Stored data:
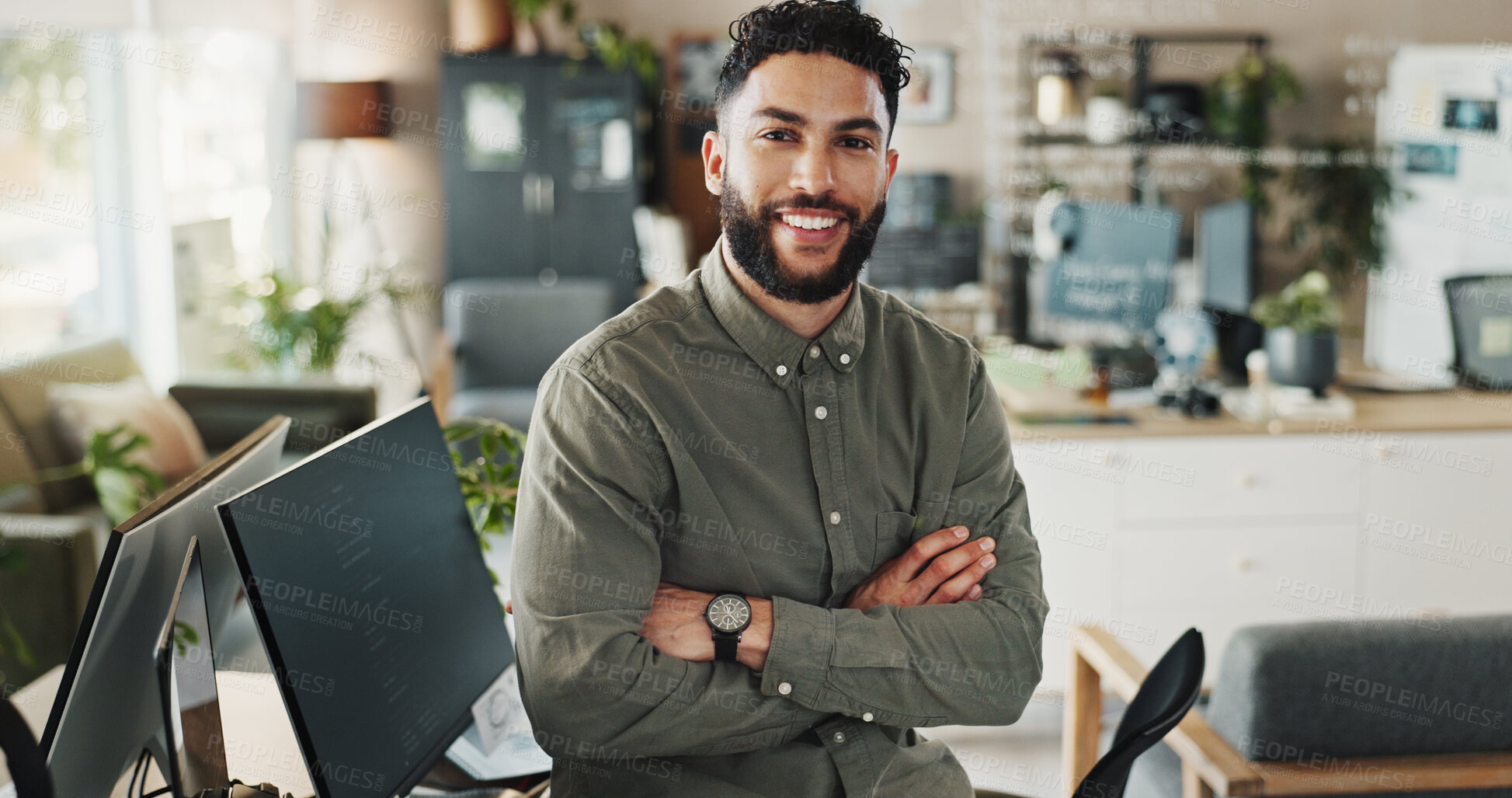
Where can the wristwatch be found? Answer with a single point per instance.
(728, 615)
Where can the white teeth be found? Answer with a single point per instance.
(811, 223)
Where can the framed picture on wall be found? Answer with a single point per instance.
(697, 68)
(932, 84)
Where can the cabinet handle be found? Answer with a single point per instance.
(531, 186)
(546, 186)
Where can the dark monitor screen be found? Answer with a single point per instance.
(1225, 234)
(191, 702)
(374, 601)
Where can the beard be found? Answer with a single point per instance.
(752, 242)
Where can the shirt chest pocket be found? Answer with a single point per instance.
(899, 531)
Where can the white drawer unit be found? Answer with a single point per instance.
(1435, 531)
(1219, 579)
(1240, 479)
(1226, 531)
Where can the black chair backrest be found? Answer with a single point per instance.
(22, 754)
(1162, 702)
(1481, 319)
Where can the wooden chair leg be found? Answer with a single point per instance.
(1192, 785)
(1083, 721)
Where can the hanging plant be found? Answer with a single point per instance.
(1239, 113)
(1341, 193)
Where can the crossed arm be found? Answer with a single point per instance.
(940, 635)
(941, 568)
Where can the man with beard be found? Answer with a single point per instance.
(769, 520)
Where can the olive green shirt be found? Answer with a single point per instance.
(694, 440)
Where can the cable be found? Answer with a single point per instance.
(138, 771)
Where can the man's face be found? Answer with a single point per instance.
(801, 170)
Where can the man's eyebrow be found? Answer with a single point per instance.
(791, 117)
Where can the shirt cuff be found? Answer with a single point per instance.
(798, 657)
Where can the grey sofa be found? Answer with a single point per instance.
(509, 332)
(1307, 703)
(57, 531)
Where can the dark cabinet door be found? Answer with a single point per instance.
(595, 162)
(492, 167)
(547, 169)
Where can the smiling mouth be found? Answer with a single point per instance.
(811, 221)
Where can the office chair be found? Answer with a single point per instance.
(1162, 702)
(1481, 320)
(23, 758)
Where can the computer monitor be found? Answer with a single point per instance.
(365, 576)
(1225, 241)
(106, 708)
(193, 735)
(1113, 273)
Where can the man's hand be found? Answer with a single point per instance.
(941, 568)
(675, 626)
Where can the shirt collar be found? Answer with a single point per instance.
(776, 349)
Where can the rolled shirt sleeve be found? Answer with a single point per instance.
(586, 566)
(971, 662)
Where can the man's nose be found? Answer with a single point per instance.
(814, 172)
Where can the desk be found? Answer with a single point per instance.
(259, 741)
(1163, 524)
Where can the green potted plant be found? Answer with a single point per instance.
(1340, 191)
(490, 479)
(1302, 332)
(303, 327)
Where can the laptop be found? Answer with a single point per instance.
(194, 737)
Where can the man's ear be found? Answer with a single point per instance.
(713, 162)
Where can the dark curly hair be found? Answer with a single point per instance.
(833, 28)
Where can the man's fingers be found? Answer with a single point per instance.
(950, 563)
(932, 545)
(967, 584)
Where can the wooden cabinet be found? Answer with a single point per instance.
(1148, 536)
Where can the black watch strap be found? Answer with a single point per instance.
(725, 647)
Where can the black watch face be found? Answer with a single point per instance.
(729, 614)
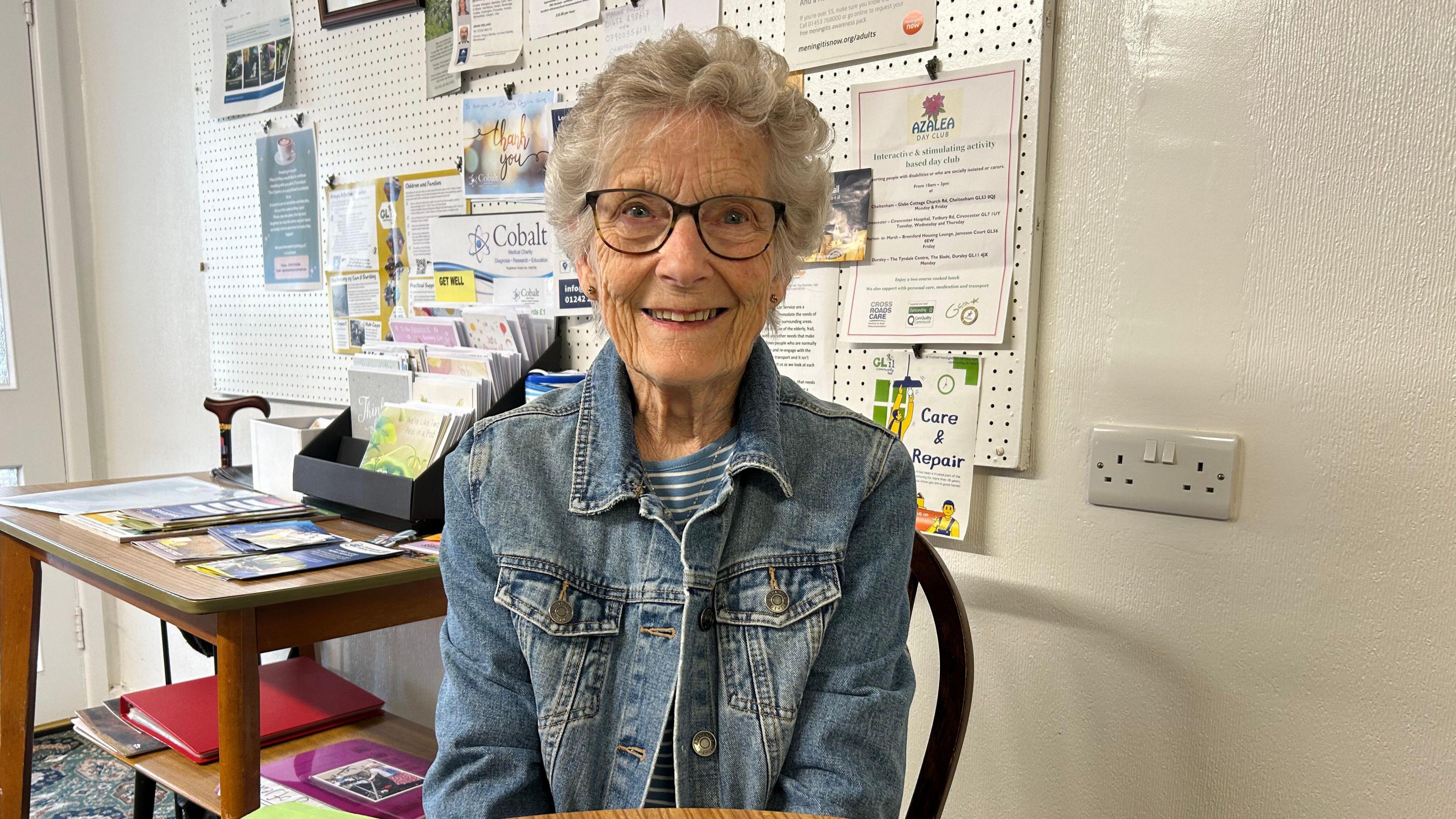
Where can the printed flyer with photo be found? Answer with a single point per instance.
(379, 234)
(289, 209)
(822, 33)
(943, 207)
(485, 33)
(253, 46)
(848, 225)
(932, 406)
(472, 253)
(555, 17)
(506, 143)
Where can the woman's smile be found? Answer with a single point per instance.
(689, 320)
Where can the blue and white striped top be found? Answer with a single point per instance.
(682, 484)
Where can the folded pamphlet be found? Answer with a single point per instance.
(253, 568)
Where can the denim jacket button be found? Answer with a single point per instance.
(705, 744)
(778, 601)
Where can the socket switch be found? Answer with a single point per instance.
(1171, 471)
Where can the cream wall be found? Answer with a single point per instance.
(1248, 228)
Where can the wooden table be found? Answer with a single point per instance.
(678, 814)
(242, 618)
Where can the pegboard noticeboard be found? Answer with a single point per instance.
(362, 88)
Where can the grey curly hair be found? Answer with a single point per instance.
(721, 74)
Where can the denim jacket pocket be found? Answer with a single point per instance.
(771, 626)
(565, 634)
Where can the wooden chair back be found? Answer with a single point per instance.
(953, 701)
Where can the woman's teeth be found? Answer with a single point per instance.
(676, 317)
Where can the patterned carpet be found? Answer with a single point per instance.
(72, 779)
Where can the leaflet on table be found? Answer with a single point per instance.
(820, 33)
(692, 15)
(555, 17)
(848, 223)
(273, 565)
(943, 210)
(506, 143)
(289, 210)
(627, 25)
(440, 50)
(558, 113)
(471, 253)
(932, 406)
(804, 344)
(487, 33)
(379, 218)
(253, 41)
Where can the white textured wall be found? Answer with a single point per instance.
(1248, 229)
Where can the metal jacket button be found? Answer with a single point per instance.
(778, 601)
(705, 744)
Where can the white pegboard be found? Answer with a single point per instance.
(363, 89)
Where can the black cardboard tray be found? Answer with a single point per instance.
(328, 473)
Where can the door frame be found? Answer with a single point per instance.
(49, 86)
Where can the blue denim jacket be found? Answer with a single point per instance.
(576, 613)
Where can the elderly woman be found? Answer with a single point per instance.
(683, 581)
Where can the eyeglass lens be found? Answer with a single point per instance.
(637, 222)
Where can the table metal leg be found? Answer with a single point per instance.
(143, 798)
(238, 712)
(19, 637)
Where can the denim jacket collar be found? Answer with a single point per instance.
(606, 467)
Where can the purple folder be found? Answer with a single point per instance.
(357, 776)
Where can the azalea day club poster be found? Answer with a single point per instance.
(506, 143)
(932, 404)
(378, 234)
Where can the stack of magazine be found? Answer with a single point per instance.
(408, 438)
(249, 551)
(127, 525)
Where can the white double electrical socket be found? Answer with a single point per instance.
(1171, 471)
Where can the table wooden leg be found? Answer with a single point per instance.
(238, 712)
(19, 637)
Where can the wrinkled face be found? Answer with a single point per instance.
(682, 317)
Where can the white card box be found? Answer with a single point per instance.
(276, 442)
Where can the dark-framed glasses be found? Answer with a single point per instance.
(640, 222)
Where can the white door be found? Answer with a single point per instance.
(30, 395)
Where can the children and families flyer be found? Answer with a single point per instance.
(932, 404)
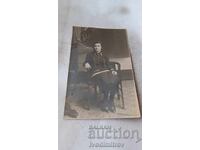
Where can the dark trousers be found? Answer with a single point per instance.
(108, 85)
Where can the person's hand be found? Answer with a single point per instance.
(87, 66)
(114, 72)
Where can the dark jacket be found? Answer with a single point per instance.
(98, 62)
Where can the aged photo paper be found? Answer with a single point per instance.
(101, 81)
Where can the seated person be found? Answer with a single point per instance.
(102, 75)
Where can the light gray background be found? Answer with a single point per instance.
(73, 134)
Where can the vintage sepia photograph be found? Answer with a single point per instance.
(101, 76)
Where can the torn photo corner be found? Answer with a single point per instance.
(101, 81)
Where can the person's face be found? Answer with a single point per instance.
(97, 47)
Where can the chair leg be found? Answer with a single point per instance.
(122, 95)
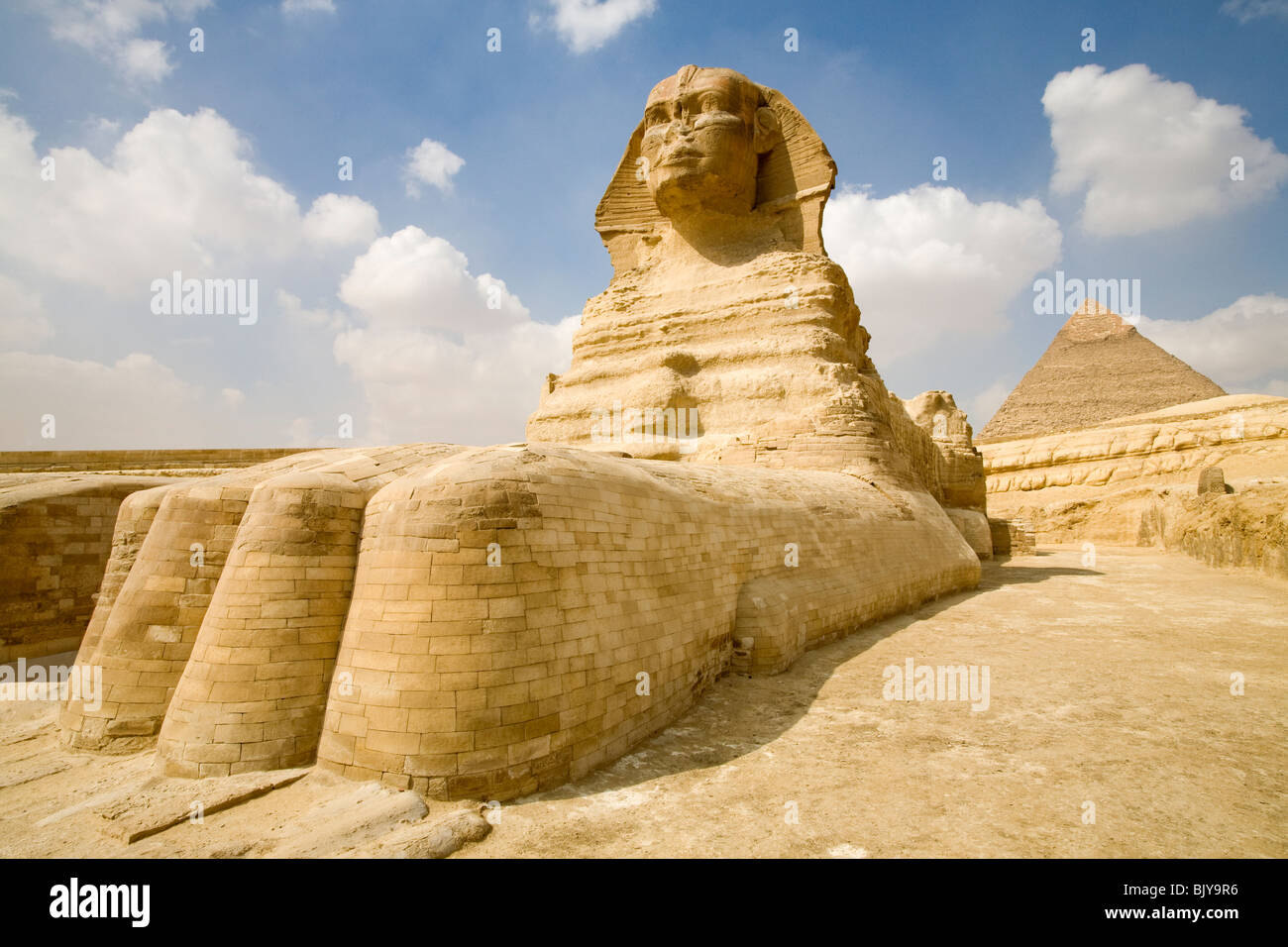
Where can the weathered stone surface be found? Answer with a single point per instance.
(1211, 480)
(464, 621)
(55, 538)
(961, 468)
(1098, 368)
(974, 528)
(1133, 480)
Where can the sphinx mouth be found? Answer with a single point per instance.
(682, 155)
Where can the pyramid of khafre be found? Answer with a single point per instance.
(1098, 368)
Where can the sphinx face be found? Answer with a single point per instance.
(699, 144)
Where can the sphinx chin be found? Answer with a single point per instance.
(489, 621)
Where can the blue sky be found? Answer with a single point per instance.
(944, 279)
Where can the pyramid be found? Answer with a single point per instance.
(1098, 368)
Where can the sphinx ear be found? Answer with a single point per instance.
(768, 131)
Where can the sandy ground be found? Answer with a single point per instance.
(1109, 684)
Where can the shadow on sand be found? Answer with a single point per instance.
(716, 731)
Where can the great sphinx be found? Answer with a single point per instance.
(472, 621)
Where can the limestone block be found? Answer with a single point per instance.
(974, 528)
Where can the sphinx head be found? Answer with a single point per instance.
(704, 131)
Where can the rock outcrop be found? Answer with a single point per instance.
(496, 620)
(1134, 480)
(1098, 368)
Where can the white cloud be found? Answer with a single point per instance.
(110, 30)
(927, 263)
(308, 7)
(1247, 11)
(134, 402)
(22, 317)
(430, 162)
(984, 405)
(295, 312)
(342, 221)
(412, 279)
(587, 25)
(1151, 154)
(1235, 347)
(184, 188)
(436, 363)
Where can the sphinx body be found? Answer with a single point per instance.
(493, 620)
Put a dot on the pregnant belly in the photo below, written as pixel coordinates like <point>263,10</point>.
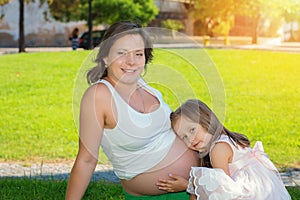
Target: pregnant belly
<point>179,161</point>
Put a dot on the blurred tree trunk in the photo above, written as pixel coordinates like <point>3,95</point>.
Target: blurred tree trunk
<point>21,28</point>
<point>255,30</point>
<point>90,24</point>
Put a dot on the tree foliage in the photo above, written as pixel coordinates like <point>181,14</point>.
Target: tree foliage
<point>104,11</point>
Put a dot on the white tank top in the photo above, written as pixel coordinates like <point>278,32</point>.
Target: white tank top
<point>140,140</point>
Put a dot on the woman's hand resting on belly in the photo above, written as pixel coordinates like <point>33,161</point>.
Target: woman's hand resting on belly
<point>178,161</point>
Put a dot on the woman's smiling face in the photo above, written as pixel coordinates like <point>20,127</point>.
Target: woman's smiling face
<point>126,59</point>
<point>192,133</point>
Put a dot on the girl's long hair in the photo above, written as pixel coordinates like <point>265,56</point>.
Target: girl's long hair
<point>113,33</point>
<point>199,112</point>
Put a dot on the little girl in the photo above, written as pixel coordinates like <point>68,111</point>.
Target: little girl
<point>238,172</point>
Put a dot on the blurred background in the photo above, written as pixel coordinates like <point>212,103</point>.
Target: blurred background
<point>49,23</point>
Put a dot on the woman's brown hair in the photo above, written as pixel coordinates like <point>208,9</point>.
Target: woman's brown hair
<point>113,33</point>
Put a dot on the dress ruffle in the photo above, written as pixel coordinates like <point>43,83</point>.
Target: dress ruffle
<point>253,176</point>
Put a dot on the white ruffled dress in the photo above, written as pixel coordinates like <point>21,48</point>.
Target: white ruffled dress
<point>252,176</point>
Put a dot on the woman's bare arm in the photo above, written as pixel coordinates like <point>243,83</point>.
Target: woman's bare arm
<point>91,129</point>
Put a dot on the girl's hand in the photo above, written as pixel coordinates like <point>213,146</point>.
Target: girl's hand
<point>177,184</point>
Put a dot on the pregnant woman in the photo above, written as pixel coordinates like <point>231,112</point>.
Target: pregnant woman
<point>130,121</point>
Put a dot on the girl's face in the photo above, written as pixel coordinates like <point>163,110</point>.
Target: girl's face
<point>126,59</point>
<point>193,134</point>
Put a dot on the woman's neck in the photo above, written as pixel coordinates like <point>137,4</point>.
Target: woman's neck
<point>124,89</point>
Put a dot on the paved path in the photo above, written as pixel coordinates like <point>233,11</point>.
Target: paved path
<point>60,171</point>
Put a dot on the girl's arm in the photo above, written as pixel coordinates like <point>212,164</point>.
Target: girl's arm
<point>221,156</point>
<point>177,184</point>
<point>91,123</point>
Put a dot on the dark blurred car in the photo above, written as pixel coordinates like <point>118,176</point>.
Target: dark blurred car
<point>96,35</point>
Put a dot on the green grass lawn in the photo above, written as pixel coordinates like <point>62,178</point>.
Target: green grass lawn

> _What is asked_:
Rewrite the records between the line holding "Where can the sphinx chin" and the line holding "<point>178,161</point>", inclusive. Keep the requests word for word but offset every answer coordinate by 71, and omit the pictures.

> _Exercise response_:
Where can the sphinx chin be found? Answer with a single point per instance.
(560, 692)
Where can the blue sky be found? Answer with a single point per instance.
(1015, 350)
Where can the pyramid be found? Answer with a single point per instance.
(1169, 439)
Where can the sphinx ear be found? Answer with a single point per instance.
(839, 202)
Where can the sandy ground be found? Answer with a single point per instance.
(1180, 755)
Where can the shadow on sand be found? Answer with a single point per instance.
(787, 802)
Where can the great sphinx be found? Answer with a single point per instance.
(543, 692)
Where can the limestone block be found? Answer with a single point per instance.
(1045, 599)
Where can the sphinx head be found? Answer with a single point per instance.
(775, 202)
Where can the rock outcrop be found? Answer with a single point per instance.
(567, 691)
(1205, 551)
(1169, 439)
Where can the white cloud be found? Answer with a single point per instance.
(181, 101)
(998, 334)
(379, 78)
(1318, 82)
(205, 473)
(93, 388)
(501, 233)
(1055, 476)
(366, 383)
(413, 292)
(483, 350)
(658, 96)
(1222, 225)
(1306, 418)
(255, 259)
(507, 434)
Where can the sphinx body be found? Answer with a single point per instance.
(564, 691)
Put a dot on the pregnant belly in the photo below, written as pixel coordinates like <point>263,10</point>.
Target: pregnant belly
<point>250,232</point>
Put a dot on the blurred tree trunk in the photo above, written as pixel coordinates like <point>3,95</point>.
Target: blurred tree trunk
<point>92,99</point>
<point>326,101</point>
<point>161,95</point>
Put a dot on the tree foliage in the photo above, written as pixel coordinates like <point>181,14</point>.
Target: tree foliage
<point>175,82</point>
Put a dot on the white tank top in the photo above, written as pixel coordinates like <point>278,32</point>.
Target: white tank top
<point>211,211</point>
Put a dot on the woman's hand resting on belly in the photo above, written as pixel coordinates like <point>33,161</point>.
Target: woman's hand resting on belly
<point>249,232</point>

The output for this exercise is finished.